* Document section
▶
Springfield, OH – Several people were taken to Adena Regional Medical Center from a Schrake Road home for carbon monoxide poisoning late Thursday afternoon.
Springfield Fire Chief Tim Karshner said the people were taken to the hospital to be checked.
“I don’t have information on their condition,” he said.
Scanner traffic indicated all six people were conscious but exhibiting symptoms of carbon monoxide poisoning. Further information on the condition of the group was not available. Adena reported no unusual conditions through the emergency department during the winter storm this week.
While power and heat is out, many are turning to kerosene heaters and other heat-source alternatives, but it is important to be careful. Carbon monoxide is produced whenever any fuel such as gas, oil, kerosene, wood or charcoal is burned. At high levels, the U.S. Environmental Protection Agency reports carbon monoxide can kill a person in minutes, but if appliances that burn fuel are maintained and used properly, the amount of carbon monoxide produced usually is not hazardous.
Fetuses, infants, elderly people and people with anemia or with a history of heart or respiratory disease can be especially susceptible.
Symptoms of moderate levels of carbon monoxide poisoning include severe headaches, dizziness, confusion, nausea or faintness, while low levels can cause shortness of breath, mild nausea and mild headaches. Long-term exposure at moderate levels can be deadly, while long-term exposure to low levels may have longer-term effects on a person’s health, according to the EPA.
◀
Dataset entries
▶
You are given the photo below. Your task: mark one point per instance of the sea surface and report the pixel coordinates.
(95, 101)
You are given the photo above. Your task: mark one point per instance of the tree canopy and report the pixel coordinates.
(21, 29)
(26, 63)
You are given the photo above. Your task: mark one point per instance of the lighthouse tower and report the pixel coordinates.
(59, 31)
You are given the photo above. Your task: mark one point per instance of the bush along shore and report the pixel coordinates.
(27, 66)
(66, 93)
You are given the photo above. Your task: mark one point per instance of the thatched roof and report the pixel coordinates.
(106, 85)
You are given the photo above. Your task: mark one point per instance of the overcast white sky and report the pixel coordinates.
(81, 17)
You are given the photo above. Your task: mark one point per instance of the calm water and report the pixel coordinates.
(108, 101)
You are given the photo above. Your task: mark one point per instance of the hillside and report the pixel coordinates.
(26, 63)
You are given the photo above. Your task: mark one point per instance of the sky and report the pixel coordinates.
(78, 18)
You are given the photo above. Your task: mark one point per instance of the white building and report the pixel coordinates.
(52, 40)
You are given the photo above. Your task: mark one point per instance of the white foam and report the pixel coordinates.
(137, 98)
◀
* Problems to work on
1 > Rewrite the passage of the carbon monoxide article between "Scanner traffic indicated" and "be especially susceptible.", inclusive, swapping "winter storm" for "ice storm".
2 > What fuels does the carbon monoxide article name as producing carbon monoxide when burned?

* Results by task
1 >
Scanner traffic indicated all six people were conscious but exhibiting symptoms of carbon monoxide poisoning. Further information on the condition of the group was not available. Adena reported no unusual conditions through the emergency department during the ice storm this week.
While power and heat is out, many are turning to kerosene heaters and other heat-source alternatives, but it is important to be careful. Carbon monoxide is produced whenever any fuel such as gas, oil, kerosene, wood or charcoal is burned. At high levels, the U.S. Environmental Protection Agency reports carbon monoxide can kill a person in minutes, but if appliances that burn fuel are maintained and used properly, the amount of carbon monoxide produced usually is not hazardous.
Fetuses, infants, elderly people and people with anemia or with a history of heart or respiratory disease can be especially susceptible.

2 > Gas, oil, kerosene, wood or charcoal.